◆ **Tekst źródłowy**:
########################################

Klasyka jest tak samo ważna jak nowoczesność. Ja osobiście uważam iż nasza kuchnia jest kuchnią piękną i trudną do prawidłowego zrobienia. Spójrzmy choćby na takie krokiety i barszcz. Zjemy to wszędzie, to nieodzowny element każdego wesela i przydrożnego baru jednak po zamówieniu tego dania dostajemy usmażone w głębokim tłuszczu palmowym 3 dniowe naleśniki z farszem z mięsa rosołowego zbieranego skrzętnie przez miesiąc do zamrażarki… i pół biedy jeśli barszcz będzie dobry. A u mnie w domu Barszcz jest zawsze na nastawianym tydzień wcześniej zakwasie i wywarze z kaczki lub gęsi a krokiety smażone na gęsim smalcu. Warto pielęgnować naszą kuchnię!
Ja nie będę rozpisywał się nad przepisami na barszcz czy krokiety bo jest ich mnóstwo i nie ma jednego najlepszego;) Podpowiem Wam natomiast kilka tricków które pomogą Wam sprawić, że ze zwykłego barowego dania zrobicie coś pysznego!

########################################

(Wpisy oznaczania lokalizacji na obrazach)
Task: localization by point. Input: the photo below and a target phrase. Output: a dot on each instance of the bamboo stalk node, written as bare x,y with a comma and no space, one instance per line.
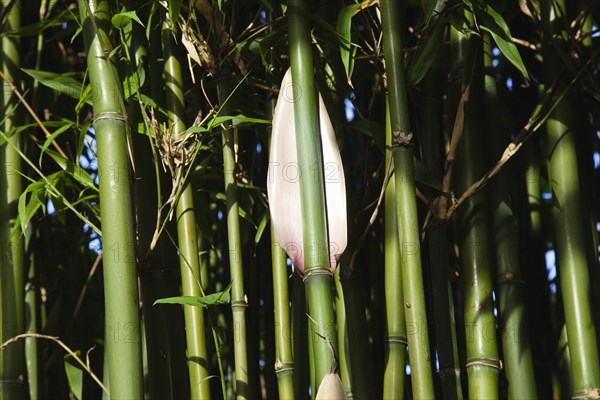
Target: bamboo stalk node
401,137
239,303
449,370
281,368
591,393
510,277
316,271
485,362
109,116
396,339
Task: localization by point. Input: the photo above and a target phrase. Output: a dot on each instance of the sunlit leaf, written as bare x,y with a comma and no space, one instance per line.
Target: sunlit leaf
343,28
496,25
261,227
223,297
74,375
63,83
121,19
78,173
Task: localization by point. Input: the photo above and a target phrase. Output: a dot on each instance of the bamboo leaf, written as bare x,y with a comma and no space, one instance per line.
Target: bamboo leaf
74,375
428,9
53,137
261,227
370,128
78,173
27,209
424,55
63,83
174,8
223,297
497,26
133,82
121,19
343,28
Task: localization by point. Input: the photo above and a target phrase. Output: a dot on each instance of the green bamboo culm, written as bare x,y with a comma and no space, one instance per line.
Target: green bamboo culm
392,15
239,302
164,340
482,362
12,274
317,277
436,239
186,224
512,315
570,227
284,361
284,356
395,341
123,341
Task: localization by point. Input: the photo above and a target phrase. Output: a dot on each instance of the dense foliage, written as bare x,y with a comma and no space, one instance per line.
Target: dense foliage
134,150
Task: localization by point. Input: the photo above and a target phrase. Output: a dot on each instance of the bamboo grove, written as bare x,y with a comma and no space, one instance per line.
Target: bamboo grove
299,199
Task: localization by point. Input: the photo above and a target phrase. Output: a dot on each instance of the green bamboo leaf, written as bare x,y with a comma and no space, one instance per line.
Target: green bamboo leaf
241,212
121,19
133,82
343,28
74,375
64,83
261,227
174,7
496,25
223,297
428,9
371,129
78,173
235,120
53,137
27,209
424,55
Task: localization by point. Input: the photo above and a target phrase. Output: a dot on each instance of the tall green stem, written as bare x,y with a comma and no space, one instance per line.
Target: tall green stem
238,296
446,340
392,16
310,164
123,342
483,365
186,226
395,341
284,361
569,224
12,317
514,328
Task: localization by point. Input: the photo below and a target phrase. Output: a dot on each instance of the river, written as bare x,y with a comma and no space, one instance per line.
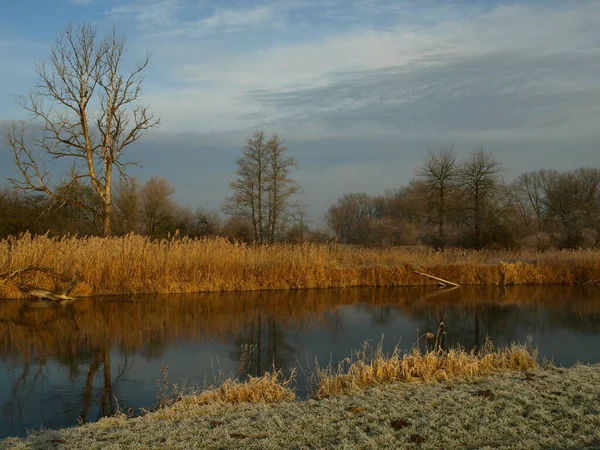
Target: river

########################################

◆ **Treść zadania**:
Odpowiedz krótko na pytania do tekstu o barszczu i krokietach.
1. Nieodzownym elementem jakich miejsc i okazji są według tekstu krokiety i barszcz?
2. Na czym smażone są krokiety w domu, o którym mowa w tekście?
3. Jaki powód podano w tekście, by nie rozpisywać się nad przepisami na barszcz czy krokiety?
Rekordy pochodzą z innego źródła.

◆ **Rozwiązanie zadania**:
1. Każdego wesela i przydrożnego baru.
2. Na gęsim smalcu.
3. Przepisów jest mnóstwo i nie ma jednego najlepszego.